**EXCERPT**

And almost invariably, the reason for this kernel-panic is because the machine is trying to load off an nonfunctioning initrd, and when it can't load a root filesystem, it panics as you'd expect it would.

The messages on the console read something like:

scsi0:A:0:0: Tagged Queuing enabled.  Depth 32
(scsi0:A:6): 80.000MB/s transfers (40.000MHz, 16bit)
  Vendor: IBM       Model: DDS Gen5          Rev: A060
  Type:   Sequential-Access                  ANSI SCSI revision: 03
Module aic79xx loaded, with warnings
LVM version 1.0.8-2(26/05/2004) module loaded
Loading lvm-mod.o module
Warning: kernel-module version mismatch
        /lib/lvm-mod.o was compiled for kernel version 2.4.21-37.EL-2
        while this kernel is version 2.4.21-37.EL-3
Warning: loading /lib/lvm-mod.o will taint the kernel: forced load
  See http://www.tux.org/lkml/#export-tainted for information about tainted modules
Module lvm-mod loaded, with warnings
Mounting /proc filesystem
Creating block devices
VFS: Cannot open root device "%s" or %s
Please append a correct "root=" boot option
Kernel panic: VFS: Unable to mount root fs on %s

But what the users see is something more like:

Blah! Blah! Blah! Blah! Blah! Blah!

**WORK TO COMPLETE**
Pick up the piece on the initrd kernel panic after its last line and keep writing it.

**DATASET EXTRACT**
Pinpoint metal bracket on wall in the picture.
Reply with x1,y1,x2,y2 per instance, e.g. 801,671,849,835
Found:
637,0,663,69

**ANSWER TO THE PROBLEM**
Blah! Blah! Blah! Blah! Blah! Blah! 
Blah! Blah! Blah! Blah! Blah! Blah! 
Blah! Blah! Blah! Blah! Blah! Blah! 
Blah! Blah! Blah! Blah! Blah! Blah! 
Blah! Blah! Blah! Blah! Blah! Blah! 
Blah! Blah! Blah! Blah! Blah! Blah! 
Blah! Blah! Blah! Blah! Blah! Blah! 
KERNEL PANIC!!!!
Blah! Blah! Blah! Blah! Blah! Blah! 
Blah! Blah! Blah! Blah! Blah! Blah! 

And thus it gets reported as just a kernel panic (because kernel programmers are apparently coding gods™ who can diagnose bugs with a swish-swish) which we are expected to be able to faithfully reproduce on our entirely different hardware, and, at least half the time, has lead to bugtracking database entries that escalate up to being very high priority (and boy, lemme tell you I'm happy I don't have that job anymore) issues that mean we have to drop everything to get them fixed.

We've been testing out some new hardware at my current job, and have been going through the kernel panic skit at regular (infrequent, but regular) intervals, and I finally snapped (patch vs. Linux 2.4.21):

--- linux/init/do_mounts.c~     2006-01-27 11:45:22.000000000 -0800
+++ linux/init/do_mounts.c      2006-01-27 12:27:28.000000000 -0800
@@ -376,12 +376,23 @@
                  Allow the user to distinguish between failed open
                  and bad superblock on root device.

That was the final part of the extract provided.